§ **Task instructions**: Count the lines in the records below that contain the string "point". Give only that number.

§ **Provided data**:

↓

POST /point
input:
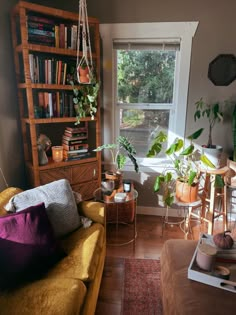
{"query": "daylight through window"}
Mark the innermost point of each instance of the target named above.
(145, 90)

↑

§ **Answer in full**: 2